» TASK REQUIREMENTS: Take the entries that follow and write each one out exactly.

DATA EXCERPTS below:

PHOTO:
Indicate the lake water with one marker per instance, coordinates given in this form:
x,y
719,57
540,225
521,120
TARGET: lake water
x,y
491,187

End of DATA EXCERPTS.

» ANSWER TO THIS TASK:
PHOTO:
Indicate the lake water with one marker per instance, coordinates given in this form:
x,y
719,57
540,225
521,120
TARGET: lake water
x,y
491,187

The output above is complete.